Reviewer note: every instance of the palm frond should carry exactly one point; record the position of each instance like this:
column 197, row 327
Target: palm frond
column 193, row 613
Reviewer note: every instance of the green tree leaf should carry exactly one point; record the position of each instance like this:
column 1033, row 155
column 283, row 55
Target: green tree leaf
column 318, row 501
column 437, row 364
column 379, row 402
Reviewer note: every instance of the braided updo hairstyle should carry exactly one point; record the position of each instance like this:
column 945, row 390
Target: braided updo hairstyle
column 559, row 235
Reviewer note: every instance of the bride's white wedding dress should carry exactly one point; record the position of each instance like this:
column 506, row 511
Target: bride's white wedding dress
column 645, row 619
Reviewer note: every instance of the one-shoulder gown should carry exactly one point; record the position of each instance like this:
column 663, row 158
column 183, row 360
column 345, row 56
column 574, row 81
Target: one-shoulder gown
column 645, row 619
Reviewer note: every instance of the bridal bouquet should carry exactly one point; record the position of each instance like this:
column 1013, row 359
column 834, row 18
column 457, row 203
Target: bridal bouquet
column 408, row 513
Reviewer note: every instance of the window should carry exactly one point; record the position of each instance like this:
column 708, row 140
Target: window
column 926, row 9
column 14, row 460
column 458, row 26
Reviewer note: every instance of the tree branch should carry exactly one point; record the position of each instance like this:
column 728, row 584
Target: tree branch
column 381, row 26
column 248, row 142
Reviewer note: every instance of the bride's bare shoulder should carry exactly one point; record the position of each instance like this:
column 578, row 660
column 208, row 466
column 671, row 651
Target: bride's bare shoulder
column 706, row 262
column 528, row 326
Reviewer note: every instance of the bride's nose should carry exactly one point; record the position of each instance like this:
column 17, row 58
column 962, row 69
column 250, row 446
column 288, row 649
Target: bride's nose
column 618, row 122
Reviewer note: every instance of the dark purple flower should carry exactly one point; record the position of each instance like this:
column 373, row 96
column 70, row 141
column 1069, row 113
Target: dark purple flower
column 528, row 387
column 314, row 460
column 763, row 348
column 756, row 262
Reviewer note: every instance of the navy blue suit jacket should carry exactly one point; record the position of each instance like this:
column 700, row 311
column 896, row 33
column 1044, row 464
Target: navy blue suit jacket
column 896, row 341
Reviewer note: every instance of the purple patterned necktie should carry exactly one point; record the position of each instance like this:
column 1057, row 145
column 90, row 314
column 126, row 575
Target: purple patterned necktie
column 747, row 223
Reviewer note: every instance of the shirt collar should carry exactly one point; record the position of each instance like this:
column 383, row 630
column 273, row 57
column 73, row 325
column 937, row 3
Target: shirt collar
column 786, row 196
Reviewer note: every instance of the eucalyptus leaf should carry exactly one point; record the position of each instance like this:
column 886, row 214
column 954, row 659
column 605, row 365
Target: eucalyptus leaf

━━━━━━━━━━━━━━━━━━━━

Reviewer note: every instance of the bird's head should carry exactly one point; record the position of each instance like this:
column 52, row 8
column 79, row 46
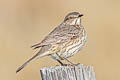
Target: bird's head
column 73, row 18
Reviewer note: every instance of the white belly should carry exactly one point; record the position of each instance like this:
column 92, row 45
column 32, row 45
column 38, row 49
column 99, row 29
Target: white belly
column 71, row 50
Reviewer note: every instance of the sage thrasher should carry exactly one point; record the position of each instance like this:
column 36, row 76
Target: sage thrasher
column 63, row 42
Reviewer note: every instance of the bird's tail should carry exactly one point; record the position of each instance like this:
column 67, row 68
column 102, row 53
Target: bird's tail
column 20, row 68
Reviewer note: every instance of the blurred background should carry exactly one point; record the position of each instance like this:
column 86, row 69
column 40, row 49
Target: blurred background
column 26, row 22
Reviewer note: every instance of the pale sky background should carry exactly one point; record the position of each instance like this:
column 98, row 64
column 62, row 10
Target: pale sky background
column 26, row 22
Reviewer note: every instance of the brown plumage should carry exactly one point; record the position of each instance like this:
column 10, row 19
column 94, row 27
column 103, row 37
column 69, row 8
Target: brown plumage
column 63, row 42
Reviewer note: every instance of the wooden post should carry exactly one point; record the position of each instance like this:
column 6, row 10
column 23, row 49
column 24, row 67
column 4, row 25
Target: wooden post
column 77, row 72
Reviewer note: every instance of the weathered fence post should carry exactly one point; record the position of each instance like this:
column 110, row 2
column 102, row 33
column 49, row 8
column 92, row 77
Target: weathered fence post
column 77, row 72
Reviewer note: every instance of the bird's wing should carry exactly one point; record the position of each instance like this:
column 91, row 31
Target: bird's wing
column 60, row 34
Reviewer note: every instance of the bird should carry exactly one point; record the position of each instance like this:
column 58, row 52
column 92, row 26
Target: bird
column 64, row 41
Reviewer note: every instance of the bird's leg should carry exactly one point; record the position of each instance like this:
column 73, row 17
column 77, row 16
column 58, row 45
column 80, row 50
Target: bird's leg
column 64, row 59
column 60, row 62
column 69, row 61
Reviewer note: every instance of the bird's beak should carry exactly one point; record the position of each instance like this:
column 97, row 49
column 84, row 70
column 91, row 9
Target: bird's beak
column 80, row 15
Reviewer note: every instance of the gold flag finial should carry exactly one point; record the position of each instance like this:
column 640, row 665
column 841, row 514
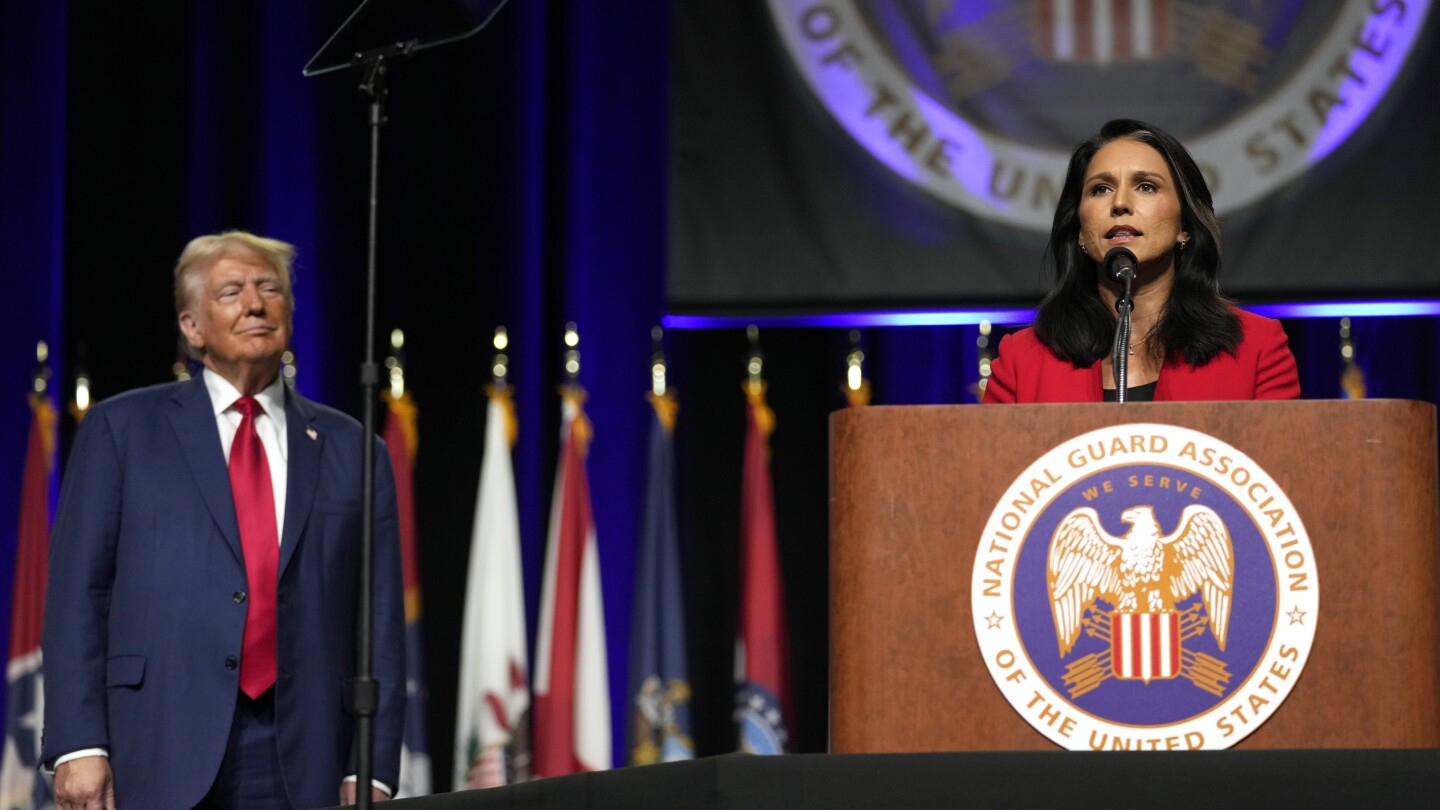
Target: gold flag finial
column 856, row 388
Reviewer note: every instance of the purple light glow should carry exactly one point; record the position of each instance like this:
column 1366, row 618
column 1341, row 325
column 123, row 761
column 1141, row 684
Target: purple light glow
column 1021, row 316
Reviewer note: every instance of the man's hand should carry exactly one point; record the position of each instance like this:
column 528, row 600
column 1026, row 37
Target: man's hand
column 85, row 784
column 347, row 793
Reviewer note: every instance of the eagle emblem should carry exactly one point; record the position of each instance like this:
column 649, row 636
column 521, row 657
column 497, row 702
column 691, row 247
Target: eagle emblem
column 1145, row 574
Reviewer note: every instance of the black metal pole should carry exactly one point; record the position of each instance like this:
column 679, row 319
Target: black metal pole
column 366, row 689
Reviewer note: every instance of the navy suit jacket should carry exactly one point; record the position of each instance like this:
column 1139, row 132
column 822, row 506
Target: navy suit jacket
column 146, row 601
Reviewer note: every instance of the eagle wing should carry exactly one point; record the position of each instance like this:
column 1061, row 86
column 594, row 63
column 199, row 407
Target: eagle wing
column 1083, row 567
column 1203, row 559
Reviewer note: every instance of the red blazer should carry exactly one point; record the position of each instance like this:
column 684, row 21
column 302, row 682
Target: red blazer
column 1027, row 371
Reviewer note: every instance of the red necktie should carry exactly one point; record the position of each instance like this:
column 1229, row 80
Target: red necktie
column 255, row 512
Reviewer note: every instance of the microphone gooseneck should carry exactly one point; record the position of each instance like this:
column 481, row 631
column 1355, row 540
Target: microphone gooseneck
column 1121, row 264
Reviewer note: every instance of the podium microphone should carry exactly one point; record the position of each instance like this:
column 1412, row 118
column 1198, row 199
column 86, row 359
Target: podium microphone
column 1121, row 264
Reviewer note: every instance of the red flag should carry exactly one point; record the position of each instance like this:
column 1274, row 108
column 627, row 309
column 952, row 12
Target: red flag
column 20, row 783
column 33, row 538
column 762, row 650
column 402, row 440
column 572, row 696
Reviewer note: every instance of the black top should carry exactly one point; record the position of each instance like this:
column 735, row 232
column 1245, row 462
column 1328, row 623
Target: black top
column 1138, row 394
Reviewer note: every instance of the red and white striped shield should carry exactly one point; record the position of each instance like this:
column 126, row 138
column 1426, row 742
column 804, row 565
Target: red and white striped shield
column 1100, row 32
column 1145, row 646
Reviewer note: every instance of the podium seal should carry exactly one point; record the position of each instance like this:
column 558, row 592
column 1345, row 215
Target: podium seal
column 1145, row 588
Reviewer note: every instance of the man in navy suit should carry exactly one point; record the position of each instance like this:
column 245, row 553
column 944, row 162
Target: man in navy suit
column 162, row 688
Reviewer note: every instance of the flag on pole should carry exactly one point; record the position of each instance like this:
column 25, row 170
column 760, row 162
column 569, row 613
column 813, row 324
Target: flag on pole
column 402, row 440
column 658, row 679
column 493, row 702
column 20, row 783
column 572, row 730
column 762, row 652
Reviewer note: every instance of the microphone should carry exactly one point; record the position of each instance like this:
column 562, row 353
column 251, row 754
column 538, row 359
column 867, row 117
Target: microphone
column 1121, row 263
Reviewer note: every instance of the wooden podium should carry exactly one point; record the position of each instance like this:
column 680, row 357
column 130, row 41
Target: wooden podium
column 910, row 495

━━━━━━━━━━━━━━━━━━━━

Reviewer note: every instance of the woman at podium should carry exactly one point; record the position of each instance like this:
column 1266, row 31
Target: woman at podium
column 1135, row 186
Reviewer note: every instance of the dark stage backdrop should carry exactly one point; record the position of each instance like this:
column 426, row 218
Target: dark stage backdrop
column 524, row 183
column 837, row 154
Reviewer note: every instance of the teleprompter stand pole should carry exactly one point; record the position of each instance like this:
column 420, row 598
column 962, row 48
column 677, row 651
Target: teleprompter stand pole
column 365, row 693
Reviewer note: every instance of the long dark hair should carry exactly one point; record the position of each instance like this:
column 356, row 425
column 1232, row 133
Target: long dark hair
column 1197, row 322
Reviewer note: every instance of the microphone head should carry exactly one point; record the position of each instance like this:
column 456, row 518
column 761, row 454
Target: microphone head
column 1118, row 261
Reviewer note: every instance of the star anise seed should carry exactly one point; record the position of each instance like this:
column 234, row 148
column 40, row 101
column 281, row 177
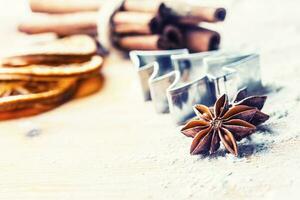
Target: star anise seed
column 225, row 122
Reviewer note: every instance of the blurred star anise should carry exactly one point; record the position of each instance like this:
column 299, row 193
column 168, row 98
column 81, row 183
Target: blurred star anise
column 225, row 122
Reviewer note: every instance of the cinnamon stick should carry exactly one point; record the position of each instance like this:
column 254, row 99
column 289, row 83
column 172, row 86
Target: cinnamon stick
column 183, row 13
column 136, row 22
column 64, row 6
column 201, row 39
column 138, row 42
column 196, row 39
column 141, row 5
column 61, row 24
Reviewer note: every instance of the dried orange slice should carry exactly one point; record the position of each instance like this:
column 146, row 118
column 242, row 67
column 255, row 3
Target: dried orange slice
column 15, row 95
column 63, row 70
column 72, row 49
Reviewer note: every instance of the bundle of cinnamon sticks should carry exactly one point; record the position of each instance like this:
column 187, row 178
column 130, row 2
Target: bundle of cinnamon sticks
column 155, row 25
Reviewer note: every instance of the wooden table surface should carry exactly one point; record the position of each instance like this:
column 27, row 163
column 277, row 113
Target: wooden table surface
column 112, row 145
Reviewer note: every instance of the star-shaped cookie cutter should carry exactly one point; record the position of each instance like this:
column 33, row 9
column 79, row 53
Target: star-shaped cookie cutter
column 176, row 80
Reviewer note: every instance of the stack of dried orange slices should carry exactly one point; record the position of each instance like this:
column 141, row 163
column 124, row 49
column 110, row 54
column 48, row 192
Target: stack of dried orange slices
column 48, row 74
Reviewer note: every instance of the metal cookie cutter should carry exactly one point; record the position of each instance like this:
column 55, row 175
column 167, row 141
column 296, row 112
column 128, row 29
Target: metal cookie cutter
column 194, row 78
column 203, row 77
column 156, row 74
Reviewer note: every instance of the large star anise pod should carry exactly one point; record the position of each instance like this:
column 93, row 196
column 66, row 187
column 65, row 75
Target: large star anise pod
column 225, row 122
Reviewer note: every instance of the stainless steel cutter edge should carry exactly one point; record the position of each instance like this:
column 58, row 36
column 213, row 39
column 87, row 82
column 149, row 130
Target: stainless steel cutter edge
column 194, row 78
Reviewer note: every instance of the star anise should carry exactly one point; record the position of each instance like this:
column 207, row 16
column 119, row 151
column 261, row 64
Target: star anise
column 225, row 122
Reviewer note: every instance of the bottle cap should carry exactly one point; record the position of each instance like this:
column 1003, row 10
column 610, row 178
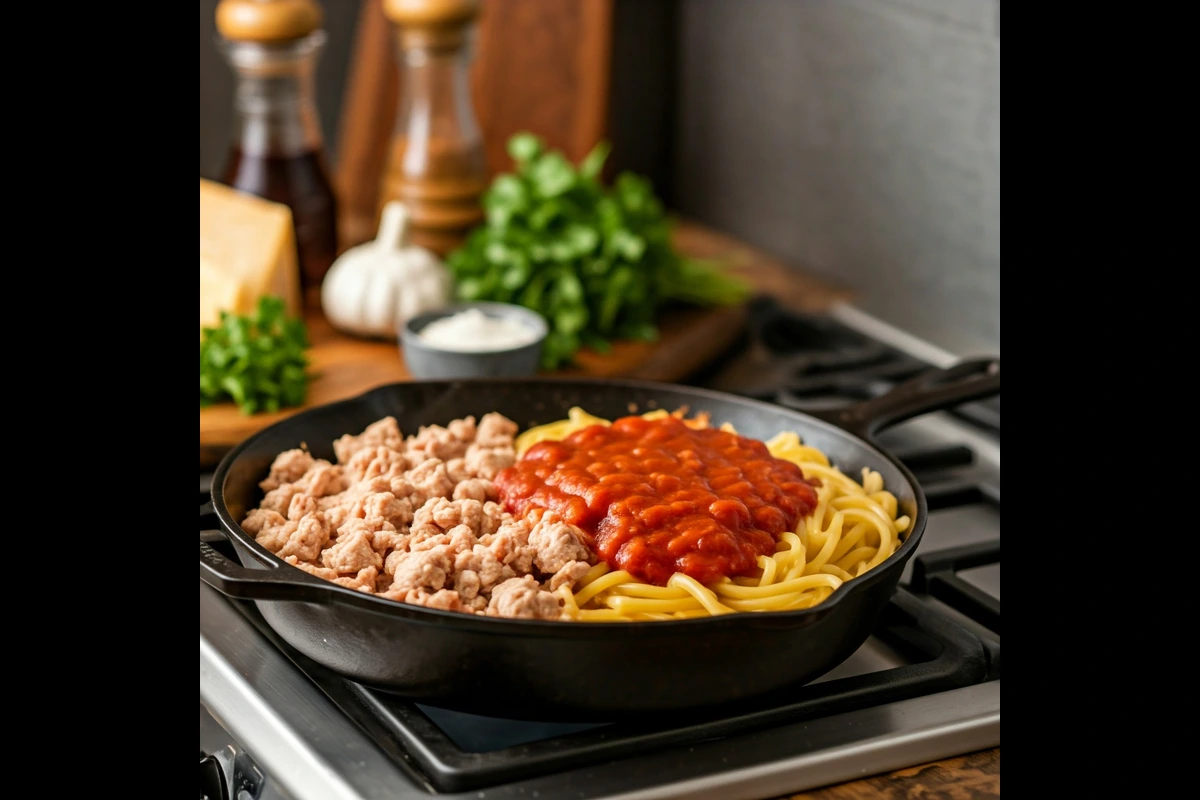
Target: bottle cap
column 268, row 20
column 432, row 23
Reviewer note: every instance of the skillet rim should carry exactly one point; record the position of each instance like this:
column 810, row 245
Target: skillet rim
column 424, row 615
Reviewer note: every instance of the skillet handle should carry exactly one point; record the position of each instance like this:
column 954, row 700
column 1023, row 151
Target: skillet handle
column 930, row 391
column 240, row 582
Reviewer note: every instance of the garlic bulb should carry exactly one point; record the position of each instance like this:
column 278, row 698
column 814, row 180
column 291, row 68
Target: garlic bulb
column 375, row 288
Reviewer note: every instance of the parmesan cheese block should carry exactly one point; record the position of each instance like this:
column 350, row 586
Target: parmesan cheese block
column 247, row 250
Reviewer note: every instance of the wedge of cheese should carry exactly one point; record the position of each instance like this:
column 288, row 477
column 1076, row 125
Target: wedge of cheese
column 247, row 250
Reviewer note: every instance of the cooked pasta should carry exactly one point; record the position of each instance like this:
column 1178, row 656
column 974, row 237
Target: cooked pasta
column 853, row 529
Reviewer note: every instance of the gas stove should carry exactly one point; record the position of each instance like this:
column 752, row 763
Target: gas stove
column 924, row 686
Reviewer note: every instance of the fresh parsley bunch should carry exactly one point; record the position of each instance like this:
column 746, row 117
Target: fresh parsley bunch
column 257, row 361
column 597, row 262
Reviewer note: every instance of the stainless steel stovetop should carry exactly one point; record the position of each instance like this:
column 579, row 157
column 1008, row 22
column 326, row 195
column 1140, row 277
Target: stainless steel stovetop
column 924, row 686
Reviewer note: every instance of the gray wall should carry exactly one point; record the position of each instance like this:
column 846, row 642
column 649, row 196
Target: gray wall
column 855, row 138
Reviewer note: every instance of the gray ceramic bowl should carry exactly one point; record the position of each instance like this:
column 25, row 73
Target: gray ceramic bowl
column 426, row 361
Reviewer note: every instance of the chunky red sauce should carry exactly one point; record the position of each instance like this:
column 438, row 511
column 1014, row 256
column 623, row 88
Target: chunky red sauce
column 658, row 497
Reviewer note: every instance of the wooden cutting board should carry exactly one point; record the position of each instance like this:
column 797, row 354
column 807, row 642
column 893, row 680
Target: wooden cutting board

━━━━━━━━━━━━━━━━━━━━

Everything above from the line containing "Target: gas stove" through the line containing "Target: wooden cutting board" must be copied exactly. Nothing outside that range belongs in the answer.

• **WRITTEN REPLY**
Target: gas stove
column 924, row 686
Reviewer note: every instance of the fresh parsley bunch should carry exactly one point; record the position of each instance like this:
column 746, row 117
Target: fresh parsley bunch
column 257, row 361
column 597, row 262
Reviewer note: every instance of the stainless steel stovetop should carry exactly one point; record the position of each instance like this:
column 579, row 157
column 1008, row 22
column 326, row 195
column 1140, row 277
Target: stainless steel stovetop
column 924, row 686
Reviewer note: every instance of the gray wall should carry exactly one point; record the position of each instance like this:
column 846, row 642
column 649, row 196
Target: gray wall
column 855, row 138
Reviewer note: every instance of the gray ceramic bowl should carry exactly one point; record the position of each instance like this:
column 25, row 73
Target: gray ceramic bowl
column 426, row 361
Reviewer note: every instance of the chunky red sauce should carry exactly one point; record the position of each instance like this:
column 438, row 511
column 1014, row 256
column 623, row 88
Target: chunky red sauce
column 658, row 497
Reviewer note: every instance of the wooden cutting board should carry exactly one point; record the position of each instance like this:
column 797, row 354
column 807, row 642
column 893, row 680
Target: wooden cutting board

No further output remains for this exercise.